▶ [Task input]
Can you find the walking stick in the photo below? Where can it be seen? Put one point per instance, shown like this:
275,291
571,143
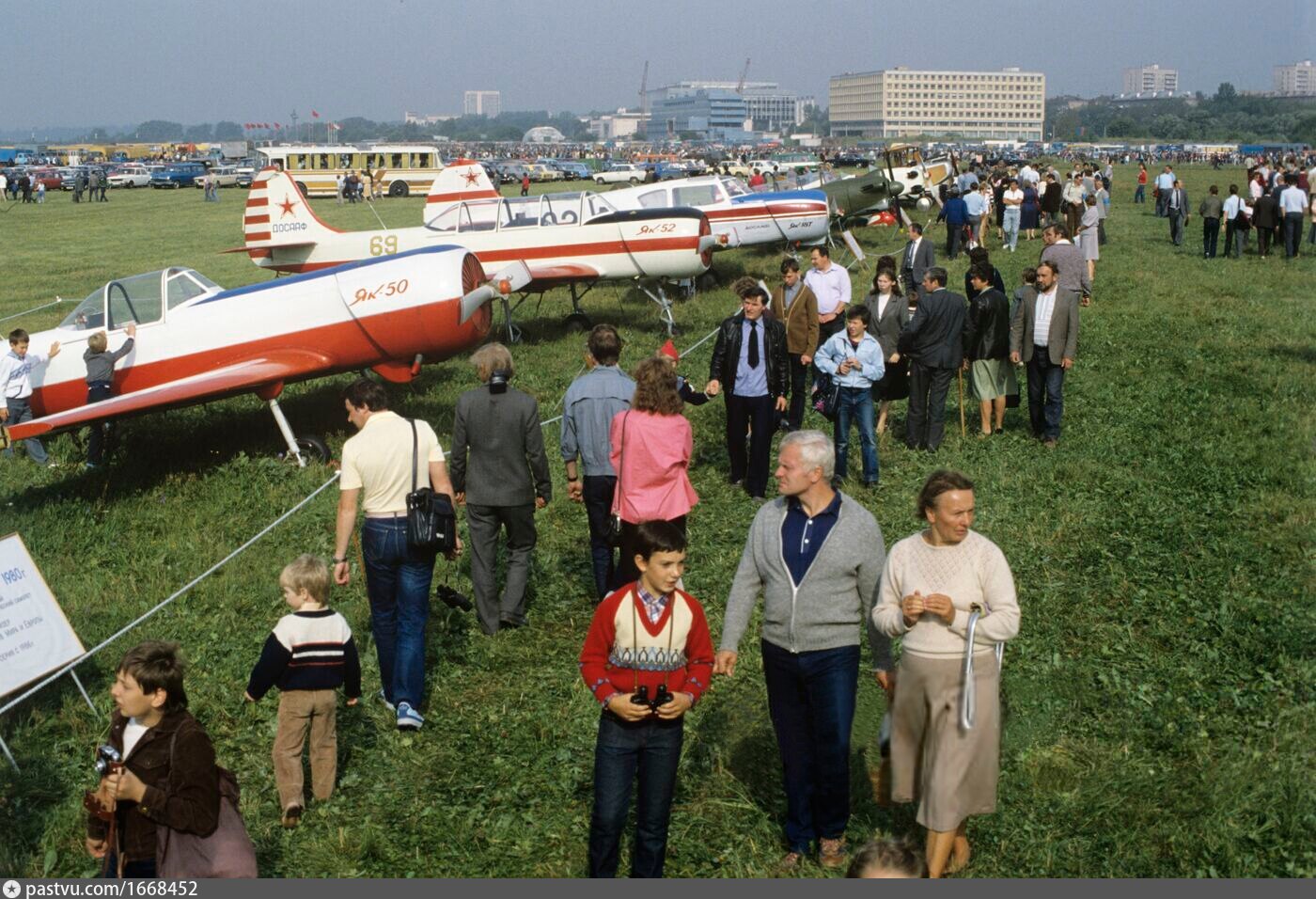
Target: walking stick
964,431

▶ [Goal] Express the lines of the entries above as a JSON list of strings, one string per line, with blank lines and the pictures left out.

▶ [Answer in full]
[
  "Can you find the walking stick in the photo below? Where can it be seen? Put one point per instance, shown like this:",
  "275,291",
  "571,143",
  "Target: walking stick",
  "964,431"
]